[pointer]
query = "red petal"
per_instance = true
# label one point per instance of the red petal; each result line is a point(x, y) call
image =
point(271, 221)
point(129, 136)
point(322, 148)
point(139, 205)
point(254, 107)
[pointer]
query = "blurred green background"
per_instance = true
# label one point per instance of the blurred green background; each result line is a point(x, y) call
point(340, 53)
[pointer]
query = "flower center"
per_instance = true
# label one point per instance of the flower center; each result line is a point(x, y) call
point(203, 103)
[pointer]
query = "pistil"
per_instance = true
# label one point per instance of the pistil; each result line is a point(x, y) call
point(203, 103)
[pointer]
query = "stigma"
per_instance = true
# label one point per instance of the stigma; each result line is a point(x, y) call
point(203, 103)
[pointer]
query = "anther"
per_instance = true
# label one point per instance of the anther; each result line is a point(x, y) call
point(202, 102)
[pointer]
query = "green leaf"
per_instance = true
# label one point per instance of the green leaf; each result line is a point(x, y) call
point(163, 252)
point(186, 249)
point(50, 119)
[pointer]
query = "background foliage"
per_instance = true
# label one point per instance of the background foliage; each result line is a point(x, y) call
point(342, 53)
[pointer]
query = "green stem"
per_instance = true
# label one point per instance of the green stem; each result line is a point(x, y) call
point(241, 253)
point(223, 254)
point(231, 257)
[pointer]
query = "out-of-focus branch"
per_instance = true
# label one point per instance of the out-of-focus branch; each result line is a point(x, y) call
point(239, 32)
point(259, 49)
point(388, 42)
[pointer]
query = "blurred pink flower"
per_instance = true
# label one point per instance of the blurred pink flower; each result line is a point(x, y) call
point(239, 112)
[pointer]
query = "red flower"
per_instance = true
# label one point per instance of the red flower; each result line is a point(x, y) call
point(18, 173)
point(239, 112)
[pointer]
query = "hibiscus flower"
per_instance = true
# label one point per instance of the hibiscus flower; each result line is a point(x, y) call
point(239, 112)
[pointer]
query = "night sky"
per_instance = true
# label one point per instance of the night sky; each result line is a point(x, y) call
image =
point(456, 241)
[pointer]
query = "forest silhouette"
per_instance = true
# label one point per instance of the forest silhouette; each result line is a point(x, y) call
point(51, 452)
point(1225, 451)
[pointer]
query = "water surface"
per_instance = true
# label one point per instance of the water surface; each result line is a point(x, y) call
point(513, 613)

### Directions for this task
Copy all of the entries above line for line, with no changes.

### Result of this exercise
[pointer]
query = "red petal"
per_instance = true
# label one point per instance of the red petal; each result line is a point(x, y) call
image =
point(271, 221)
point(129, 136)
point(322, 148)
point(139, 205)
point(254, 107)
[pointer]
query = "blurred green background"
per_instance = true
# label one point per instance of the blurred green background; each result line is a point(x, y) call
point(340, 53)
[pointer]
query = "flower center"
per_instance = true
# label one point per instance of the flower center; each result line is a point(x, y) call
point(203, 103)
[pointer]
query = "pistil"
per_instance = true
# label one point per instance of the pistil; each result line is a point(x, y) call
point(203, 103)
[pointer]
query = "stigma"
per_instance = true
# label one point per instance of the stigma; each result line is a point(x, y) call
point(203, 103)
[pointer]
query = "anther"
per_instance = true
# label one point per instance of the anther; each result line is a point(x, y) call
point(202, 102)
[pointer]
query = "green leaf"
per_instance = true
# label one point per instance of the green leaf; each result line is a point(x, y) call
point(163, 252)
point(186, 249)
point(50, 119)
[pointer]
query = "background foliage"
per_instance = true
# label one point per instance of the background foliage; each result line is a point(x, y) call
point(342, 53)
[pointer]
query = "green stem"
per_instance = true
# label one point per instance of the green stem; each result line is a point(x, y) call
point(241, 253)
point(223, 254)
point(231, 257)
[pointer]
query = "out-of-focus branch"
per_instance = true
# label one point per instance of the out-of-focus branch; each result line is a point(x, y) call
point(239, 32)
point(259, 49)
point(388, 42)
[pointer]
query = "blurred pink flower"
per_instance = true
# label one point per instance of the blurred pink flower; each result line is a point(x, y) call
point(239, 112)
[pointer]
query = "red flower"
per_instance = true
# label one point per instance of the red flower; each result line is a point(x, y) call
point(18, 173)
point(239, 112)
[pointer]
query = "hibiscus flower"
per_instance = true
# label one point per instance of the hibiscus flower; each result line is a point(x, y) call
point(239, 112)
[pointer]
query = "night sky"
per_instance = true
# label one point per instance of the night sky; each result line is a point(x, y) call
image =
point(456, 241)
[pointer]
query = "forest silhouette"
per_instance = true
# label one point per instance of the forest silhouette; each result line is a point(x, y) call
point(51, 452)
point(1225, 451)
[pointer]
query = "water surface"
per_instance = true
# label one point per instance of the water surface; each result line is a point(x, y) call
point(513, 613)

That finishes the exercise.